* ABOUT THIS EXERCISE *
Report how many lines in the records hold the string "green"; give the number and nothing else.

* THE INPUT *

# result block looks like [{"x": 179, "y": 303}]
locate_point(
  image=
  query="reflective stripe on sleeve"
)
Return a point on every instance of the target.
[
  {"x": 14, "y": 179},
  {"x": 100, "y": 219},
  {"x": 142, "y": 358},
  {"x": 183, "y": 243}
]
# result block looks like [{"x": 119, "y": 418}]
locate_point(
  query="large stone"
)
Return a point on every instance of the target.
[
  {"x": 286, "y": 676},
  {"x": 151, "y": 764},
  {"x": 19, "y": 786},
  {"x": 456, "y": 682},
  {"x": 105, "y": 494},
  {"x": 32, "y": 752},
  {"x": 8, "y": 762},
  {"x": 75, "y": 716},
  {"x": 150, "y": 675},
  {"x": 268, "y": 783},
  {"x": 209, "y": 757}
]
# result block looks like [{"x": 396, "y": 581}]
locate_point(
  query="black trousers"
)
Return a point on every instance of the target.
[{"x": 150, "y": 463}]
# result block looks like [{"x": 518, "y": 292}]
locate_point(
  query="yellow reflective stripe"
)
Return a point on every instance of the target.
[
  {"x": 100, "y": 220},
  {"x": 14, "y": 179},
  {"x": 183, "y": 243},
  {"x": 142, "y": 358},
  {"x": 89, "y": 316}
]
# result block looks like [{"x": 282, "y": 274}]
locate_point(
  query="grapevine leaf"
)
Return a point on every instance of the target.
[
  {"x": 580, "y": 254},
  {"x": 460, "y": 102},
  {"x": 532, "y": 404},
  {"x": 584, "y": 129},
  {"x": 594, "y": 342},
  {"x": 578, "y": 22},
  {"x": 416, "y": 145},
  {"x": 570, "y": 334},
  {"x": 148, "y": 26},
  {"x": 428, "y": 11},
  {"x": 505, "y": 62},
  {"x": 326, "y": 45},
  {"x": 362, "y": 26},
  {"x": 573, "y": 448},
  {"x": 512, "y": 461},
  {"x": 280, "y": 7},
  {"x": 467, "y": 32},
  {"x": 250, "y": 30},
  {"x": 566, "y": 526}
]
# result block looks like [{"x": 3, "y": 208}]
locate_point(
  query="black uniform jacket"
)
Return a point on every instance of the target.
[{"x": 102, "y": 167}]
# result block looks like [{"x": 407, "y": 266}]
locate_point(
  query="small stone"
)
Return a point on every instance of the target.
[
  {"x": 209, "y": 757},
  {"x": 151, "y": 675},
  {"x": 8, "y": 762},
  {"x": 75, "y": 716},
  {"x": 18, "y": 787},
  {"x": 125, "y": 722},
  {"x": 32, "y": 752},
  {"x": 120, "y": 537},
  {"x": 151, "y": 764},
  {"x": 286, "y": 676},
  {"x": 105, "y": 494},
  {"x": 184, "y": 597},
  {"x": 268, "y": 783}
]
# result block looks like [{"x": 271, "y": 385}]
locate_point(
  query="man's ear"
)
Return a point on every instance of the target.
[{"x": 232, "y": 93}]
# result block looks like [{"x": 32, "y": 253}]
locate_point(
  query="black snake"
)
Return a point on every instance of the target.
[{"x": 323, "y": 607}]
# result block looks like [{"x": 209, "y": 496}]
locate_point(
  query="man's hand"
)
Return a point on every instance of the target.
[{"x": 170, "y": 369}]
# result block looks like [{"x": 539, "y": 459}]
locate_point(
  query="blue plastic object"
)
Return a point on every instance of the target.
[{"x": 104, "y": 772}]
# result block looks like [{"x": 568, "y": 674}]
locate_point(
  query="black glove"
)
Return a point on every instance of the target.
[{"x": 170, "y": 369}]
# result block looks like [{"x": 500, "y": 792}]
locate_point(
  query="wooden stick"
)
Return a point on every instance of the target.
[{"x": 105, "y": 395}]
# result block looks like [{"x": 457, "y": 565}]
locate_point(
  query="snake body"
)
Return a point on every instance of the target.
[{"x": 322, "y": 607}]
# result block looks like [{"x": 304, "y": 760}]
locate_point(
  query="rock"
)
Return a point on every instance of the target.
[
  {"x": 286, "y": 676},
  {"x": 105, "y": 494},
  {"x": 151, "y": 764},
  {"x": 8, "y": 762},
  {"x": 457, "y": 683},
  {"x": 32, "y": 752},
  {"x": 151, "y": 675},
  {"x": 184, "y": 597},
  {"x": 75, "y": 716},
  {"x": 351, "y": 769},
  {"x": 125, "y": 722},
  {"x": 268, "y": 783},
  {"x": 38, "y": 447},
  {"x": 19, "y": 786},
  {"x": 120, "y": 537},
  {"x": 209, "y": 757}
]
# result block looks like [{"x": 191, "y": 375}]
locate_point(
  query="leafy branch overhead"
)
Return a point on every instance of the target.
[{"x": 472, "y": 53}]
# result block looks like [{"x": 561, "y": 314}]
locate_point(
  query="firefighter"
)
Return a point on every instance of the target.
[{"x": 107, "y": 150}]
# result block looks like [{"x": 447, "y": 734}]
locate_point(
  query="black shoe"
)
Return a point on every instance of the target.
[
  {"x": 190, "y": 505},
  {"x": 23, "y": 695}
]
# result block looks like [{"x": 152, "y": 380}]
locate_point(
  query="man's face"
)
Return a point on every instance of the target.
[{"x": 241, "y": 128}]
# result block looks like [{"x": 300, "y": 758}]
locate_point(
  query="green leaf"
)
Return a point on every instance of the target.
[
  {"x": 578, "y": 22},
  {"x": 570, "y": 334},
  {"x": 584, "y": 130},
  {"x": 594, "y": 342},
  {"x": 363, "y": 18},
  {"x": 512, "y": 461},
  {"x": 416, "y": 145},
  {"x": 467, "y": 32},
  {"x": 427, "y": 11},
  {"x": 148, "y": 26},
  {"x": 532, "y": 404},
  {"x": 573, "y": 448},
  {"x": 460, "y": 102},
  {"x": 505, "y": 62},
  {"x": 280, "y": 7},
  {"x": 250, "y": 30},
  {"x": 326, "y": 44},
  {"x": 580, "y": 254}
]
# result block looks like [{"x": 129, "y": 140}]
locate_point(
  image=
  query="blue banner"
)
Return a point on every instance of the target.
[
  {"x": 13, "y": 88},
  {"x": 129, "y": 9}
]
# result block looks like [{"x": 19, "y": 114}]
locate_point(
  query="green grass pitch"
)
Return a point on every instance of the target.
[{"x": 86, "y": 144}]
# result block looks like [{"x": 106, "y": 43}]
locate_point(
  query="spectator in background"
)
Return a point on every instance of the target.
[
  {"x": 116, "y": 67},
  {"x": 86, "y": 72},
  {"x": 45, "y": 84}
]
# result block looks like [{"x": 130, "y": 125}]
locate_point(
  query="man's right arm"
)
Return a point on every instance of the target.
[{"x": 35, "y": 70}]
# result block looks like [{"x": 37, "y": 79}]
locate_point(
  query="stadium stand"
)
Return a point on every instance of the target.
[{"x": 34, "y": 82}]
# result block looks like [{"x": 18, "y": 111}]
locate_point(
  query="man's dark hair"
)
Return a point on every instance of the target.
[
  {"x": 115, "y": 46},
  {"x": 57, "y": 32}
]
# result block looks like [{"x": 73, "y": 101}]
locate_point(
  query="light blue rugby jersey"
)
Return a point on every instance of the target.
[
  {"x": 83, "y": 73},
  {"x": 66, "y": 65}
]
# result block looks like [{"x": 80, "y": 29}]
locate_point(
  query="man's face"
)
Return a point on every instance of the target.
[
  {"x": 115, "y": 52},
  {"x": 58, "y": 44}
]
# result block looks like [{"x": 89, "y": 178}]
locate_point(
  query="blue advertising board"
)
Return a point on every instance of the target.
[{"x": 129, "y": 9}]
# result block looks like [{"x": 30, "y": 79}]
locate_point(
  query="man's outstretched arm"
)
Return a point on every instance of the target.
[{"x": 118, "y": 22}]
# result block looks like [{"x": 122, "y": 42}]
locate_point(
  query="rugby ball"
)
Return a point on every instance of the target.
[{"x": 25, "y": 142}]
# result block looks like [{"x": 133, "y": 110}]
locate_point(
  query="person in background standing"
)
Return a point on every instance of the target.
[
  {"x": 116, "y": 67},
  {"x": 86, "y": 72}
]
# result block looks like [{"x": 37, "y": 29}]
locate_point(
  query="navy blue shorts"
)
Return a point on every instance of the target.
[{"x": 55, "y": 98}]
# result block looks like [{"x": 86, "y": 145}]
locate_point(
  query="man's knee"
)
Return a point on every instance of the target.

* OUTPUT OF THE EXERCISE *
2